> What to produce
Starting at the line containing "[point] shovel handle" and ending at the end of the records, reproduce those lines with the requests included, scaling every point coordinate in the answers by 2.4 and rounding each to a whole number, with halves rounded up. Leave the requests and their sample coordinates unchanged.

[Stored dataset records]
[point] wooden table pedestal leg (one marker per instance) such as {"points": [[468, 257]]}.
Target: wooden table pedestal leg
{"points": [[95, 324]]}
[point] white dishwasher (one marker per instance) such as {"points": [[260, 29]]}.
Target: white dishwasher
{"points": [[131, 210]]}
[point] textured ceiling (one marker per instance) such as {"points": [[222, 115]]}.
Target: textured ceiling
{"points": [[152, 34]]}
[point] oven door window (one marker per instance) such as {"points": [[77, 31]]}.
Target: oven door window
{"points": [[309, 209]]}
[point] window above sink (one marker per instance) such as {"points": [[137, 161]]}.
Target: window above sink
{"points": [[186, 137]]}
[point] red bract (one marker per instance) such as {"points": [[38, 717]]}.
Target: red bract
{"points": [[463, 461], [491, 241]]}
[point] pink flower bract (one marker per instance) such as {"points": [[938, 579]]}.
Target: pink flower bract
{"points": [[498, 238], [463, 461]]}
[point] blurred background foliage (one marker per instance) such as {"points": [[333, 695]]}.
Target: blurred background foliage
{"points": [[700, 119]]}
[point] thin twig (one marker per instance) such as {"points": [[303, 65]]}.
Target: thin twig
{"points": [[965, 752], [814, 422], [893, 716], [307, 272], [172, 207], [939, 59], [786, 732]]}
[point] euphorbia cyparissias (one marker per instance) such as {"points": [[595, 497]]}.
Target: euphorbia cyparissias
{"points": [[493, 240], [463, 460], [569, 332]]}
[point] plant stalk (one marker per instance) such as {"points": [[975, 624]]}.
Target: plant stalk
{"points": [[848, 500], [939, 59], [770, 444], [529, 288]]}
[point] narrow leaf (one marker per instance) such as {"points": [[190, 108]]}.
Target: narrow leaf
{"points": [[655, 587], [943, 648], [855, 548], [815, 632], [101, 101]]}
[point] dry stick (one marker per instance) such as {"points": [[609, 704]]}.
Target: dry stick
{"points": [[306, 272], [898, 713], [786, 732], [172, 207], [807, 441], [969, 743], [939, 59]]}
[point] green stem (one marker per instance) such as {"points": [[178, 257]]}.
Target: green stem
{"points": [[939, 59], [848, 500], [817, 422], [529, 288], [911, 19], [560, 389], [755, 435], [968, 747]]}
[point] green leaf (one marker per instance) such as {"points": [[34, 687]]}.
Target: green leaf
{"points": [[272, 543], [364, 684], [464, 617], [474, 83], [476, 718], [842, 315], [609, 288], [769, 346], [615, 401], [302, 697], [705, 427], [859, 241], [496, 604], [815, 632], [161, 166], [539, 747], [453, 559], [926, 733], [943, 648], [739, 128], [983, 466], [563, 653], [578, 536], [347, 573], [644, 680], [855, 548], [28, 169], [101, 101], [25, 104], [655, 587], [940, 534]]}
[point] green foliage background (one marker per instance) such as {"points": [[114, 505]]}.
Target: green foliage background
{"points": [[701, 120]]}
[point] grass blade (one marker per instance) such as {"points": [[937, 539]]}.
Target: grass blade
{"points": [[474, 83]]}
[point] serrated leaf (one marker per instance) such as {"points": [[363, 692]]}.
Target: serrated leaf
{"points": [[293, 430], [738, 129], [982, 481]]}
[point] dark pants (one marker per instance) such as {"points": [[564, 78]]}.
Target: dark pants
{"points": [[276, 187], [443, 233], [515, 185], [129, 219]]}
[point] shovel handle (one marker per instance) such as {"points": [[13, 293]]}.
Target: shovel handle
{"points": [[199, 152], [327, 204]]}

> The completed task
[point] shovel handle (one marker per instance) such as {"points": [[13, 293]]}.
Target: shovel handle
{"points": [[478, 365], [785, 490]]}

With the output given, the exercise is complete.